- **YOUR INSTRUCTIONS**:
Reproduce every line of the records below word for word, but leave out the pictures.

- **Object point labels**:
■ ■ ■ ■ ■ ■ ■

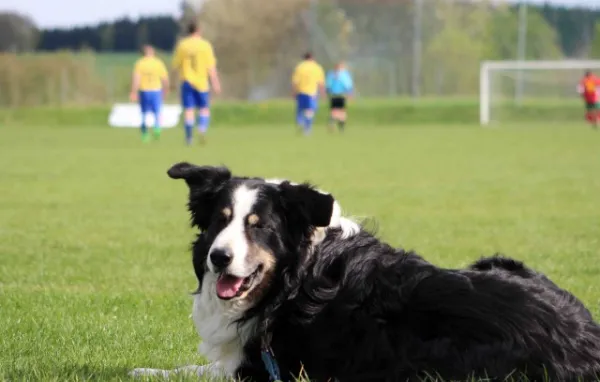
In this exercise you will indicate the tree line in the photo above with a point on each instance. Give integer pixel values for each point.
(575, 29)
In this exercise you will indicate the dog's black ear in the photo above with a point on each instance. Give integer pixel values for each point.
(315, 207)
(204, 182)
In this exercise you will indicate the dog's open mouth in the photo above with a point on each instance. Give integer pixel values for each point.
(229, 286)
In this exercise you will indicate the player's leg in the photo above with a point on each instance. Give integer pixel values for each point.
(332, 114)
(300, 105)
(157, 108)
(188, 104)
(310, 105)
(145, 105)
(342, 113)
(203, 104)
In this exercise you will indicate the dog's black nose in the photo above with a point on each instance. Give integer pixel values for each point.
(220, 259)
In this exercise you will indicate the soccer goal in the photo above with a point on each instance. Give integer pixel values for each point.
(510, 90)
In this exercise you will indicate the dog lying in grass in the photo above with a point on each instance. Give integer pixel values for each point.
(287, 284)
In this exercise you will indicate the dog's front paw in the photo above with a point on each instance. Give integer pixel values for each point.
(145, 372)
(191, 370)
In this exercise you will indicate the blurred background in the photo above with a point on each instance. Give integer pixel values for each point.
(62, 53)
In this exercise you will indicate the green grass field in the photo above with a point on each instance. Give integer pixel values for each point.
(95, 273)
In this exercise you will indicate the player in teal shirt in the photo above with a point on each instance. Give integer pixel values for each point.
(339, 86)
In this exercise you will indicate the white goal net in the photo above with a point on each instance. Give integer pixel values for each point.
(531, 90)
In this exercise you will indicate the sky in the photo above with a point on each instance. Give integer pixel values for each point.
(68, 13)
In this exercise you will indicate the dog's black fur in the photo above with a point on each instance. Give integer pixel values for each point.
(356, 309)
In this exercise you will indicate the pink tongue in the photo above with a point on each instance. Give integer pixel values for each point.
(228, 286)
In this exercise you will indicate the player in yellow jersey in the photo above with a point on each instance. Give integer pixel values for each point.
(308, 81)
(195, 61)
(150, 83)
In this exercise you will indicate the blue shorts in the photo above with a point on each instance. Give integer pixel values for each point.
(150, 101)
(192, 98)
(306, 102)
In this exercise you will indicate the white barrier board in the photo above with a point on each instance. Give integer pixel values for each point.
(130, 115)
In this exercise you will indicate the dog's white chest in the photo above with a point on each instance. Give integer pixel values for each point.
(222, 339)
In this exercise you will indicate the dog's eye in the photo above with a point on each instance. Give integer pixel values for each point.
(253, 220)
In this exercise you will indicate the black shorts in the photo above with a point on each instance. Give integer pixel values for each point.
(337, 103)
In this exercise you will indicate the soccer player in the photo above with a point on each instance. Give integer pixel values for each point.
(307, 81)
(339, 86)
(196, 63)
(149, 85)
(589, 87)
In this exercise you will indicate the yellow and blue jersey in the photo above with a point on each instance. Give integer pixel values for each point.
(307, 77)
(152, 72)
(194, 58)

■ ■ ■ ■ ■ ■ ■

- **RESPONSE TO THE TASK**:
In this exercise you will indicate the tree line in the photo above with a point on each instance. Give integer pixel values for each point.
(575, 29)
In this exercise you will indicate the dog's black ear in the photo above with a point on each instance. Give integer pixel values for each point.
(315, 207)
(204, 182)
In this exercise you will indicate the dog's open mouth in the photo above with a point on each instance. Give integer pixel values for each point.
(229, 286)
In this exercise you will indicate the player's leg in the photo above with a point on each instance. Give integer pixel values for each point.
(332, 114)
(300, 105)
(157, 108)
(188, 104)
(310, 105)
(145, 105)
(342, 113)
(203, 104)
In this exercise you will indicate the dog's black nose in the photo above with a point on each instance. Give integer pixel values for each point.
(220, 259)
In this exercise you will indicate the soccer goal in the photo above with a point on each instance. Give integer pixel values for each point.
(510, 90)
In this exercise you will indicate the dog lying in grass in the photo above with a point on each instance. Give integer pixel values for each point.
(287, 284)
In this exercise you will indicate the dog's front paw in the photo above with a point on each instance. Give integer pixel values for each point.
(145, 372)
(191, 370)
In this exercise you will indicate the blurred background in the photo above with a point on each instance. Give integer pixel values for each point.
(62, 53)
In this exercise you will indicate the green grass field in the photo above with a point on each instance. Give integer pixel values for each point.
(95, 273)
In this exercise you will indicate the player in teal shirt in the photo above with a point on each instance. Give integer pixel values for each point.
(339, 86)
In this exercise you will indicate the white goal net in the photo above with a point on each instance. Give integer pixel values for each point.
(531, 90)
In this exercise you will indicate the sky in the photo above with a point on each instance. Give integer pixel values for each point.
(68, 13)
In this exercise you will indicate the dog's black fur in the photo above with a point on each instance. Give integer pixel values for each point.
(356, 309)
In this exercise you will indicate the pink tongue in the photo above with a point on each instance. Give integer pixel values for each point.
(228, 286)
In this exercise you will indicate the player in yellow jersey in the photo above with a point on each instance. Give integer pixel values for each point.
(308, 81)
(195, 61)
(150, 83)
In this exercise you will indicate the blue shorts in the photo above with a point on each instance. Give integer pixel values for each point.
(150, 101)
(192, 98)
(306, 102)
In this exercise you will indicate the white barrier board in the photo above with a point on each instance. Give integer pixel values for each point.
(130, 115)
In this exercise you will indicate the dog's white chest in the photo above with a point on each instance. Give integer pixel values for each point.
(222, 339)
In this exercise you will indicate the dog's eye in the photo above with a point on each instance. Give integer pixel values for each point.
(253, 220)
In this exercise you will indicate the black shorts in the photo above with a point on each instance. Give integer pixel values for each point.
(337, 103)
In this exercise you will indicate the soccer player in the photo above with a point on each instance. Give integer pixel values for each point.
(307, 81)
(339, 86)
(196, 63)
(149, 85)
(589, 87)
In this exercise you will indicate the yellow and blue jersey in the photo above with a point on each instance. Give integer pixel values for each point.
(307, 77)
(152, 72)
(194, 58)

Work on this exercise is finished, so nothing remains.